● **Passage**
-*-*-

As a new advocate, the first thing that stood out about Melanie Lawhorne as she reviewed a selection of cases to choose from was her desire to advocate children who had experienced some of the most serious cases of physical, emotional, and sexual trauma. The case that Melanie selected involved four girls who were subjected to serious abuse and neglect at the hands of their adoptive parents. The oldest child in the case had made multiple outcries of abuse and neglect in the past, but was so terrified of her adoptive parents that she recanted her outcries multiple times. All four of the children were finally removed from their adoptive parents after the oldest child was able to build up the courage and strength to secretly record an hours long incident of abuse that had been occurring on an almost daily basis.
Melanie signed onto the case and hit the ground running. In the end, Melanie’s advocacy for these children would ultimately change the tide for these girls.

-*-*-

(Text-to-region grounding data)
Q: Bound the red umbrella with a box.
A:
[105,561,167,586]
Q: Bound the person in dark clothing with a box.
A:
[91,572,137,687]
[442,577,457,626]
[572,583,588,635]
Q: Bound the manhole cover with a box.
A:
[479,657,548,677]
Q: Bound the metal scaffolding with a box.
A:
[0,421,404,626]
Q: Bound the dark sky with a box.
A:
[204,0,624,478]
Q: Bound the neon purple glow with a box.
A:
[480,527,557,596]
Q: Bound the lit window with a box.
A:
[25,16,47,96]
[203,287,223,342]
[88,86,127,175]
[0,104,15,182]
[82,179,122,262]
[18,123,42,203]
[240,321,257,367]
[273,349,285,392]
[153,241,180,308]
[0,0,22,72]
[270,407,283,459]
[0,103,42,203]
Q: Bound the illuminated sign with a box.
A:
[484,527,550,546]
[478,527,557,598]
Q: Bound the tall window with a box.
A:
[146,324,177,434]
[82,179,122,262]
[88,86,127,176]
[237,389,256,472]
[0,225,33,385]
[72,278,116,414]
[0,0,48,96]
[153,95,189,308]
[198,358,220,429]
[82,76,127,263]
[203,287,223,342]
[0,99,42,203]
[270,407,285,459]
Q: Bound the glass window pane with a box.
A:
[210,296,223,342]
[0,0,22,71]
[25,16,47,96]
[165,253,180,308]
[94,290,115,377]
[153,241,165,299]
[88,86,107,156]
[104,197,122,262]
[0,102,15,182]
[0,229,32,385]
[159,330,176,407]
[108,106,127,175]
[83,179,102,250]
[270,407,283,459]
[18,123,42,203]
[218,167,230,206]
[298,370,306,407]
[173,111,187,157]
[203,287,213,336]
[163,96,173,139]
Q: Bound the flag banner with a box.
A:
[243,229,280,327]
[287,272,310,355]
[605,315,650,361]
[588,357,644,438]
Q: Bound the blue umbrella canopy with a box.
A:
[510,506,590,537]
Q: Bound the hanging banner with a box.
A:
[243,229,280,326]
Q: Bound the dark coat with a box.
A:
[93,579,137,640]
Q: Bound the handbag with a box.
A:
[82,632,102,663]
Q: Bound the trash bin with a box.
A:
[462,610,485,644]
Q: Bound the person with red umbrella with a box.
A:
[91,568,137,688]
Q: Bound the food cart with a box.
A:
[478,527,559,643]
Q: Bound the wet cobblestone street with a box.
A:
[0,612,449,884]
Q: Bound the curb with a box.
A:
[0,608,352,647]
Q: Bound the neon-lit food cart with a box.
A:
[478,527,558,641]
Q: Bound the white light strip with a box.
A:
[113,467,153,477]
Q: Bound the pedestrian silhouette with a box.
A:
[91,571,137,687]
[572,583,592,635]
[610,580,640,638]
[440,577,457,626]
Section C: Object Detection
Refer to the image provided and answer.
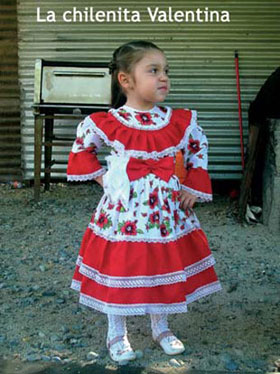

-*-*-

● **Task item A**
The passage about Melanie Lawhorne names several kinds of trauma that the children she wanted to advocate for had experienced. List every kind it names.
● **Task item B**
Write the next part of the passage about Melanie Lawhorne's advocacy for the four girls, starting after its final sentence.

● **Answer area A**
physical, emotional, sexual

● **Answer area B**
As is often true in our cases, the impacts that our advocates make for their children are not necessarily what they think would make an impact. In Melanie’s case, her ability to take detailed notes would prove to be the biggest factor in determining what was in the children’s best interests at trial. Throughout the case, Melanie combed through every available piece of information regarding the children and their adoptive parents. She attended family visits and spent time with each of the children, noting anything out of the ordinary that was said, what she observed, and reporting the information to CPS. She listened to the recording of the abuse endured by the oldest child, she watched the recorded SAPD interviews with the adoptive father, and she watched each of the children’s forensic interviews. She spoke to the caseworker, the caregivers, the therapists, and to school officials. At court, Melanie would use the information she had gathered to advocate for what the children needed. With the information Melanie was able to gather, it was discovered that the parents would “doctor shop” and that the children were prescribed unnecessary psychotropic medication, that the adoptive father was “grooming” the younger children for sexual abuse, and that the adoptive mother was having unsupervised contact with the children through family members. Although the parents worked services, they continued to maintain that the oldest child had made-up the allegations and blamed her for the situation. As the trial date approached, the oldest child ran from her placement, fearing that she would be returned to her adoptive parents. She was expected to be the key witness in the trial to terminate her adoptive parents’ rights.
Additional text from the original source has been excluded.